■ **Задание**
Запишите дословно часть выдержки о родине: всё от слов «До какой же» и вниз до слов «ответ на деяния.».

■ **Выбранный фрагмент**
▼
В этом столкновении интересов страсти накалились. Родина — это не просто слово, выражающее понятие, которое наше воображение стремится приукрасить; это — живое существо, которому люди уже принесли немало жертв, к которому народ с каждым днем чувствует все большую привязанность благодаря тому, что оно стоило народу огромных усилий, а еще потому, что существо это возвышается над обыденностью и его любят за даруемую им надежду. Все нападки его врагов лишь разжигают в народе воодушевление и любовь к своему божеству.

До какой же степени это воодушевление возрастет в ту минуту, когда неприятельские силы за пределами страны объединятся с внутренней контрреволюцией, чтобы нанести сокрушительные удары!

Брожение достигло высшей отметки по всей стране; нас ожидает оглушительный взрыв, если только Вашему Величеству не удастся снова вызвать к себе разумное доверие народа и тем самым умиротворить страну; однако доверие может возникнуть лишь в ответ на деяния.
▲
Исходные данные
▼
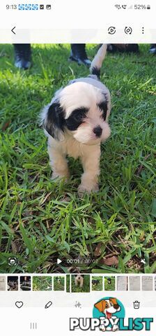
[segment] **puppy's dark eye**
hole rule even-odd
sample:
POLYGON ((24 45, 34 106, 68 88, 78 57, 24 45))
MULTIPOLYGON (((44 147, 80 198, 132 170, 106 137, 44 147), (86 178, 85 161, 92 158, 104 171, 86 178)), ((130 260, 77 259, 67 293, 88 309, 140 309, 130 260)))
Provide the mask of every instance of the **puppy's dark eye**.
POLYGON ((84 118, 85 118, 86 113, 83 111, 81 112, 78 112, 77 113, 75 113, 73 116, 74 119, 77 121, 81 120, 84 118))
POLYGON ((70 115, 66 119, 66 125, 70 131, 75 131, 82 123, 86 118, 88 108, 80 107, 71 113, 70 115))
POLYGON ((98 107, 102 111, 102 118, 105 120, 107 112, 107 102, 104 101, 98 104, 98 107))
POLYGON ((74 110, 72 113, 72 116, 76 121, 80 121, 86 117, 88 109, 85 107, 81 107, 74 110))

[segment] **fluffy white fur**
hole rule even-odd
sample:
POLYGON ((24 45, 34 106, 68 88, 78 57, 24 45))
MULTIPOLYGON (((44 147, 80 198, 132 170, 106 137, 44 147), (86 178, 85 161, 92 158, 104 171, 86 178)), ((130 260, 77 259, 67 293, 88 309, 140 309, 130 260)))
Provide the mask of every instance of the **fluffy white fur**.
POLYGON ((79 286, 79 287, 81 288, 84 286, 84 276, 82 276, 81 274, 77 274, 75 276, 75 286, 79 286))
MULTIPOLYGON (((96 64, 99 68, 101 66, 105 53, 104 45, 93 59, 91 68, 96 64)), ((58 140, 54 139, 45 131, 48 137, 48 153, 53 171, 52 178, 69 176, 67 155, 75 159, 80 158, 84 174, 78 188, 79 195, 81 195, 85 192, 89 193, 91 191, 98 191, 100 143, 104 141, 111 132, 108 125, 111 110, 109 91, 104 85, 102 90, 85 81, 73 83, 56 92, 50 104, 42 112, 43 121, 46 120, 48 107, 56 100, 59 101, 61 106, 65 111, 65 119, 68 119, 74 110, 81 106, 88 108, 88 112, 83 123, 76 130, 69 131, 65 129, 63 132, 58 130, 58 140), (98 107, 98 104, 102 102, 104 98, 107 99, 108 108, 105 121, 102 118, 102 111, 98 107), (100 126, 102 130, 100 138, 97 138, 93 132, 94 127, 97 126, 100 126)))

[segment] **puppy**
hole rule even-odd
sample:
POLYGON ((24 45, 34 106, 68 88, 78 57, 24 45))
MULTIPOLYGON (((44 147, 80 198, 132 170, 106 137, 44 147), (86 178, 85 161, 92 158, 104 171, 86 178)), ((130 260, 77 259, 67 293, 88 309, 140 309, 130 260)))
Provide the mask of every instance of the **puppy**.
POLYGON ((91 75, 61 88, 41 114, 52 178, 68 178, 67 155, 80 158, 84 169, 78 188, 80 196, 98 190, 100 143, 111 133, 110 92, 100 80, 106 52, 107 45, 102 45, 91 63, 91 75))
MULTIPOLYGON (((108 320, 114 318, 114 316, 112 316, 113 314, 120 312, 120 307, 118 304, 116 299, 114 298, 110 298, 109 300, 102 300, 99 302, 95 303, 94 307, 97 308, 99 312, 104 314, 108 320)), ((112 330, 112 331, 116 331, 118 330, 118 325, 114 325, 112 329, 110 328, 111 327, 107 327, 106 328, 104 324, 100 326, 100 329, 102 331, 111 330, 112 330)))
POLYGON ((58 276, 56 276, 56 281, 57 281, 57 283, 58 283, 58 284, 61 284, 61 279, 60 279, 60 278, 58 278, 58 276))
POLYGON ((99 280, 94 280, 94 279, 92 280, 92 285, 93 286, 97 286, 99 283, 100 283, 99 280))
POLYGON ((81 288, 84 286, 84 275, 77 274, 75 276, 75 286, 79 286, 81 288))

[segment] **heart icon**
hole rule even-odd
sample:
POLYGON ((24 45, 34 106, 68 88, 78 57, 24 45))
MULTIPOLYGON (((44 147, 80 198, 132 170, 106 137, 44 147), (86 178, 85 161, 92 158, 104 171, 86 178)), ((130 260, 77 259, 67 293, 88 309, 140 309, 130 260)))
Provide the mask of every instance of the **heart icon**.
POLYGON ((23 306, 23 302, 22 301, 16 301, 15 306, 17 307, 17 308, 21 308, 23 306))

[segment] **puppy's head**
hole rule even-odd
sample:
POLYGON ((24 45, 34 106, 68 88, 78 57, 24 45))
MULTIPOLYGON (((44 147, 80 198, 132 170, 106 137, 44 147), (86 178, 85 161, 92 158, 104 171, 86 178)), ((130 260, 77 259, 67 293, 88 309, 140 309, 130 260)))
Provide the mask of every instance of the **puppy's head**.
POLYGON ((120 310, 116 299, 113 298, 110 298, 109 300, 102 300, 99 302, 97 302, 94 307, 95 307, 99 312, 104 314, 108 318, 111 317, 112 314, 120 310))
POLYGON ((75 274, 75 276, 77 281, 80 281, 83 280, 84 276, 81 274, 75 274))
POLYGON ((47 106, 43 126, 57 140, 67 132, 77 141, 92 145, 109 136, 109 90, 102 92, 91 84, 76 82, 59 90, 47 106))

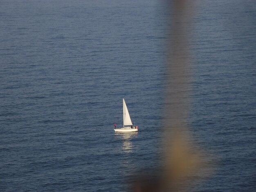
▲
■ **Ответ**
До какой же степени это воодушевление возрастет в ту минуту, когда неприятельские силы за пределами страны объединятся с внутренней контрреволюцией, чтобы нанести сокрушительные удары!

Брожение достигло высшей отметки по всей стране; нас ожидает оглушительный взрыв, если только Вашему Величеству не удастся снова вызвать к себе разумное доверие народа и тем самым умиротворить страну; однако доверие может возникнуть лишь в ответ на деяния.